Reproduce every one of the following rows verbatim, changing nothing.
((
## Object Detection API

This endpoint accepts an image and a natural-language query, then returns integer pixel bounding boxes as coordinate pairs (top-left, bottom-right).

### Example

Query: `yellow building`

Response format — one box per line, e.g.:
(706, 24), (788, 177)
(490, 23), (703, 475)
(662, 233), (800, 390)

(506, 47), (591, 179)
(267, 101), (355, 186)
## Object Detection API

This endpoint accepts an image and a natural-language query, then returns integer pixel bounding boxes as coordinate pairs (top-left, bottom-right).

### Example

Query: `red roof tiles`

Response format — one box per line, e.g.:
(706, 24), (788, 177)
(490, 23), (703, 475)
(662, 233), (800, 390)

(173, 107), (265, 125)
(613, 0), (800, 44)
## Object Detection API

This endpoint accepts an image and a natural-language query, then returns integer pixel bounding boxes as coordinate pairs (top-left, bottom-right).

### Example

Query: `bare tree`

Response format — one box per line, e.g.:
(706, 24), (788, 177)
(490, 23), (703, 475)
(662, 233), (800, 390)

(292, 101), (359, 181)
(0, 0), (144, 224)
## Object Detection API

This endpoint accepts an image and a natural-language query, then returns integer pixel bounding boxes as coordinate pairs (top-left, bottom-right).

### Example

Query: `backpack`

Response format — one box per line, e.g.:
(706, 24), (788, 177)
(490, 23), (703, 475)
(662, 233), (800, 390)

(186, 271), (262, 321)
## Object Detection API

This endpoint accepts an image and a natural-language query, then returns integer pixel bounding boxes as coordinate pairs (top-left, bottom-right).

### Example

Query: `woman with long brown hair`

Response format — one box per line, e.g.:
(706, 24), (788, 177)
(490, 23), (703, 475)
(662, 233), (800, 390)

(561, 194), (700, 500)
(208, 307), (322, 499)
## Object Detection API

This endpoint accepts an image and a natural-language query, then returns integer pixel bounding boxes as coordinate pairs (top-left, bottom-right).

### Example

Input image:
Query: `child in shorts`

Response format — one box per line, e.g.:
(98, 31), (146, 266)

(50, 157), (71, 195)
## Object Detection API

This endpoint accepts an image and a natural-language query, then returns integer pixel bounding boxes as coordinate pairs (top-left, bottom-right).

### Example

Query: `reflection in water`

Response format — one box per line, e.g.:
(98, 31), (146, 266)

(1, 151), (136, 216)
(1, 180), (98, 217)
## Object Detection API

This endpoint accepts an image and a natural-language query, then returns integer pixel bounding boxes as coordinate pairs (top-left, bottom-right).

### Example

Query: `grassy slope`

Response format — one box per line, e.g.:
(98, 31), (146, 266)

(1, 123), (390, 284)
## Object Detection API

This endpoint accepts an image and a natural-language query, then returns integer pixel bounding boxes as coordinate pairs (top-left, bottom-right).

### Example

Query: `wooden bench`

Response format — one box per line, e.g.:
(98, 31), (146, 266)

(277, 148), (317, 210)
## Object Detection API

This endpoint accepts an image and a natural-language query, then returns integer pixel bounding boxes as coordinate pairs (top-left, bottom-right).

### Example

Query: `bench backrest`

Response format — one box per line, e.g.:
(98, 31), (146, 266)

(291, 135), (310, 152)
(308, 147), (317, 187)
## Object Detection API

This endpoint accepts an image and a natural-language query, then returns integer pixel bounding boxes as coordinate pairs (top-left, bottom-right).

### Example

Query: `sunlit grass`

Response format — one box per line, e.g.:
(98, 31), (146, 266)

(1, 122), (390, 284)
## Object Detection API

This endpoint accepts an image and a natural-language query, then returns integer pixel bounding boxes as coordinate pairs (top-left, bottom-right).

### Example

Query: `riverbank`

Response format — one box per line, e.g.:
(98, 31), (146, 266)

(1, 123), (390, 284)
))
> [Task result]:
## Object Detection API

This endpoint accepts an image and a natural-language query, then returns integer pixel bounding boxes as coordinate pairs (top-left, bottom-right).

### Example

Query: `yellow building`

Response format — one box per line, e.g.:
(706, 24), (788, 177)
(490, 23), (703, 475)
(662, 233), (800, 390)

(506, 47), (591, 179)
(267, 101), (355, 186)
## Object Detection API

This endpoint accepts an image and a natural-language query, then returns integer pixel bounding boxes as coordinate pairs (top-left, bottom-right).

### Example

Query: `red roof tiles`

Response format — one box per line, e.g.:
(706, 24), (788, 177)
(490, 23), (703, 475)
(662, 233), (800, 390)

(173, 107), (265, 125)
(613, 0), (800, 44)
## Object Detection API

This endpoint accepts an image and a natural-language query, then returns integer pixel bounding boxes as coordinate pairs (top-left, bottom-right).

### Example

Query: `bare tree`

Response format — one box per line, e.g.:
(706, 24), (788, 177)
(490, 23), (703, 475)
(662, 233), (800, 390)

(292, 101), (359, 181)
(0, 0), (144, 224)
## Object Detection API

This endpoint accepts an image and a natural-language query, then returns integer pixel bounding boxes as coordinate pairs (top-left, bottom-right).

### Example

Query: `backpack`

Response format — one box per line, e.g.:
(706, 24), (788, 177)
(490, 23), (703, 475)
(662, 233), (800, 390)

(186, 271), (262, 321)
## Object Detection API

This endpoint accepts an image and a natural-language query, then returns integer pixel bounding boxes as coordinate pairs (top-left, bottom-right).

### Example

Query: `woman with long brown hair`

Response format — one box per line, e.g.:
(706, 24), (788, 177)
(490, 23), (703, 475)
(662, 233), (800, 390)

(561, 194), (700, 500)
(208, 307), (322, 499)
## Object Detection API

This endpoint accepts an image and a natural-language query, then returns integer pixel bounding boxes as coordinate pairs (top-left, bottom-right).

### Example

Input image:
Query: `child in shorts`

Response format — one box per line, e.g.:
(98, 31), (146, 266)

(50, 157), (71, 195)
## Object Detection API

This endpoint accepts an image and a natural-language query, then returns integer pixel bounding boxes as coordinate pairs (top-left, bottom-right).

### Example

Query: `reflection in water`

Response format — one box per line, e.g.:
(98, 31), (146, 266)

(1, 151), (136, 216)
(1, 180), (98, 217)
## Object Detection API

This endpoint accepts an image and a natural-language query, then returns integer pixel bounding boxes as coordinate pairs (top-left, bottom-right).

### Example

Query: `grassy slope`

Response format — one box per line, e.g.:
(98, 31), (146, 266)

(1, 123), (390, 284)
## Object Detection API

This endpoint accepts an image and a natural-language query, then returns integer pixel bounding boxes as coordinate pairs (top-left, bottom-right).

### Example

Query: `wooden bench`

Response format — one box per line, e.g.:
(98, 31), (146, 266)

(277, 148), (317, 210)
## Object Detection API

This endpoint accepts an image and a natural-language query, then returns integer pixel bounding boxes as coordinate pairs (top-left, bottom-right).

### Example

Query: `bench backrest`

Response format — one box per line, e.g.:
(98, 31), (146, 266)

(291, 135), (310, 152)
(308, 147), (317, 187)
## Object Detection API

This endpoint accepts an image and a natural-language query, then returns integer pixel bounding boxes as coordinate pairs (top-left, bottom-right).

### Example

Query: `sunlit grass`

Response format — one box per line, e.g.:
(98, 31), (146, 266)

(1, 122), (390, 284)
## Object Detection API

This endpoint accepts an image and a natural-language query, then returns integer pixel bounding boxes as coordinate pairs (top-left, bottom-right).

### Example

Query: `riverbank`

Response format — one box per line, e.g.:
(98, 31), (146, 266)

(1, 123), (390, 284)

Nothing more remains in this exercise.